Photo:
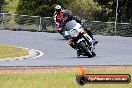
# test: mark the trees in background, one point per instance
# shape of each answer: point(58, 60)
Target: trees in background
point(109, 7)
point(2, 2)
point(39, 7)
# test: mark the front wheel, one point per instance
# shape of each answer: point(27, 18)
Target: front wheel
point(85, 50)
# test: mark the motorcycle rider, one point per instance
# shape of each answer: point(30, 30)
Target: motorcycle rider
point(58, 16)
point(68, 16)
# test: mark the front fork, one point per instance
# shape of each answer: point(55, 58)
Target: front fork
point(90, 41)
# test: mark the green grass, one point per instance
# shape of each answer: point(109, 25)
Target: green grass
point(11, 7)
point(11, 52)
point(56, 79)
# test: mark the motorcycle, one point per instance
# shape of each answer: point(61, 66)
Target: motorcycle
point(63, 33)
point(84, 43)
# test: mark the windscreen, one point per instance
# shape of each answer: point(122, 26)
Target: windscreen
point(70, 25)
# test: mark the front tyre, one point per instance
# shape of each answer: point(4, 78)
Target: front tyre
point(85, 50)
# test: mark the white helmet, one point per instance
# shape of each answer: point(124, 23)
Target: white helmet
point(57, 7)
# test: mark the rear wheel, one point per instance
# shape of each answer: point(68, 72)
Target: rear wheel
point(93, 53)
point(85, 50)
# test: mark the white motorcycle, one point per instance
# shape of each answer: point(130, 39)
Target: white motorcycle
point(84, 43)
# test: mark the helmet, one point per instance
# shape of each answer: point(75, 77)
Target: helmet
point(67, 13)
point(58, 8)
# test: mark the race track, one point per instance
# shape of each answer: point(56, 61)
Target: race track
point(111, 50)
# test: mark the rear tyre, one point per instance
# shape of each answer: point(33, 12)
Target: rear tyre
point(85, 50)
point(93, 53)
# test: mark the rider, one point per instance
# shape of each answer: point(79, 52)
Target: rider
point(68, 16)
point(58, 16)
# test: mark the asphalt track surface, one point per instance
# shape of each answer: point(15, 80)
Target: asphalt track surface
point(111, 50)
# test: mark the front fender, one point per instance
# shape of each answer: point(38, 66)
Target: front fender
point(82, 39)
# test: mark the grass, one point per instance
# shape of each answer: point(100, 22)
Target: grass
point(11, 52)
point(56, 78)
point(11, 7)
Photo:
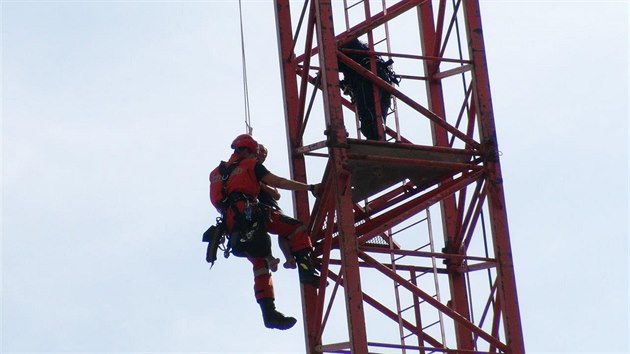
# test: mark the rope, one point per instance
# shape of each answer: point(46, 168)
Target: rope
point(248, 123)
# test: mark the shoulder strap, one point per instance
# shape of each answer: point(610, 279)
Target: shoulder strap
point(225, 172)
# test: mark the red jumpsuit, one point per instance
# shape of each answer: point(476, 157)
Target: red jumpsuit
point(245, 179)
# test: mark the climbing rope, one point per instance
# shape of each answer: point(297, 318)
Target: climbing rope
point(248, 123)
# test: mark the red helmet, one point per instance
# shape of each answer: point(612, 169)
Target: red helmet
point(245, 141)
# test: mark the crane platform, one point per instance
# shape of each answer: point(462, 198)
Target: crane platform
point(376, 166)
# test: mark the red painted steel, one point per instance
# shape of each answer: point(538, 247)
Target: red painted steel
point(365, 246)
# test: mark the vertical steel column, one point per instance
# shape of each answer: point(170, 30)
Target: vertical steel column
point(341, 177)
point(430, 41)
point(293, 122)
point(496, 199)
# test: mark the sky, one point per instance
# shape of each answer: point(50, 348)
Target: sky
point(114, 112)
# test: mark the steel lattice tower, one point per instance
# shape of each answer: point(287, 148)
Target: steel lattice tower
point(411, 280)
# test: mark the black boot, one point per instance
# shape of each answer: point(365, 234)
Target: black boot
point(273, 318)
point(306, 270)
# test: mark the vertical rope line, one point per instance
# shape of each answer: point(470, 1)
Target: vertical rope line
point(248, 124)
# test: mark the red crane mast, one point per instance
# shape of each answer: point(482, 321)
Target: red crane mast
point(402, 287)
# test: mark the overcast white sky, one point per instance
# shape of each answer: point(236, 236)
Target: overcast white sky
point(114, 112)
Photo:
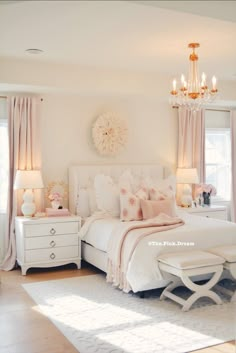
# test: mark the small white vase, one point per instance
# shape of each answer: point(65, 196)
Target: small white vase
point(55, 204)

Description of the task: Rewrite all of the records above with every "Target" changed to "Object" and nothing else altered. Leave the pictures out.

Problem solution:
Photo:
# test: mark the trees in background, one point per instance
# shape of each answer: point(58, 60)
Object: trees in background
point(109, 7)
point(2, 2)
point(39, 7)
# test: mark the front wheel, one point per instance
# shape of each answer: point(27, 18)
Object: front wheel
point(85, 50)
# test: mark the motorcycle rider, one point per instance
# shape of each answer: point(30, 30)
Object: motorcycle rider
point(58, 16)
point(68, 16)
# test: mark the front fork, one point per instance
# shape of each answer: point(55, 58)
Object: front fork
point(90, 41)
# test: mark the green grass, one point per instance
# shape of each answer: point(109, 25)
Object: green grass
point(11, 7)
point(11, 52)
point(56, 79)
# test: mark the motorcycle, one point per instance
# shape of each answer: point(61, 66)
Object: motorcycle
point(63, 33)
point(84, 43)
# test: mark the windscreen, one point per instance
# shape of each answer: point(122, 26)
Object: windscreen
point(70, 25)
# test: mark the front tyre, one point per instance
# shape of each answer: point(4, 78)
Object: front tyre
point(85, 50)
# test: mark the white helmet, one point per instance
# shape of each answer: point(124, 23)
Object: white helmet
point(57, 7)
# test: mark the rear wheel, one point per instance
# shape of each answer: point(68, 72)
Object: rear wheel
point(93, 53)
point(85, 50)
# test: mark the white motorcycle, one point per instance
# shape of each answer: point(130, 39)
Object: white motorcycle
point(84, 43)
# test: mark the helmet, one point per instance
# shape of each answer: point(75, 77)
Object: helmet
point(67, 13)
point(58, 8)
# test: mark the race track, one point per instance
# shape of each answer: point(56, 61)
Object: race track
point(111, 50)
# test: mark the rear tyre, one point per instance
# shape of each answer: point(33, 12)
Object: rear tyre
point(85, 50)
point(93, 53)
# test: mark the rider, one point per instance
# shape of each answer: point(79, 52)
Object: rider
point(68, 16)
point(58, 16)
# test: mark the asphalt track surface, one point per instance
# shape of each answer: point(15, 80)
Object: asphalt track surface
point(111, 50)
# test: mark the front fender, one point per instance
# shape of each answer: point(38, 66)
Object: front fender
point(82, 39)
# test: mark the grass, one point per instance
# shape of each answer: point(100, 22)
Object: grass
point(11, 52)
point(56, 78)
point(11, 7)
Photo:
# test: mark the rope, one point per instance
# shape of each answer: point(46, 168)
Object: rope
point(248, 123)
# test: mark the shoulder strap, one point per instance
# shape of each answer: point(610, 279)
Object: shoulder strap
point(225, 172)
# test: mark the red jumpsuit, one point per instance
# shape of each answer: point(476, 157)
Object: red jumpsuit
point(245, 179)
# test: mark the climbing rope, one point per instance
# shape of each answer: point(297, 318)
Object: climbing rope
point(248, 123)
# test: mark the red helmet, one point per instance
# shape of each answer: point(612, 169)
Object: red helmet
point(245, 141)
# test: mark the crane platform, one point per instance
# shape of each answer: point(462, 198)
Object: crane platform
point(376, 166)
# test: mark the red painted steel, one point per instance
# shape of each answer: point(538, 247)
Object: red painted steel
point(365, 246)
# test: mark the vertical steel column, one point per instance
# shape of each answer: point(170, 30)
Object: vertical steel column
point(341, 177)
point(430, 41)
point(293, 122)
point(496, 199)
# test: mark the sky, one point per instance
# shape of each answer: point(50, 348)
Object: sky
point(114, 112)
# test: mark the steel lattice tower, one point per instance
# shape of each answer: point(287, 148)
Object: steel lattice tower
point(411, 280)
# test: mark the black boot, one point per instance
# shape of each answer: point(365, 234)
Object: black boot
point(273, 318)
point(306, 270)
# test: mark the vertical rope line, one point per instance
# shape of each answer: point(470, 1)
Object: vertical rope line
point(248, 124)
# test: mark the red crane mast, one point per instance
# shape of each answer: point(482, 321)
Object: red crane mast
point(402, 287)
# test: mark the overcast white sky, one point per instance
# shape of each answer: point(236, 236)
Object: overcast white sky
point(114, 112)
Photo:
# test: mark the small white vase, one point per instance
# shape of each answer: point(65, 196)
Object: small white vase
point(55, 204)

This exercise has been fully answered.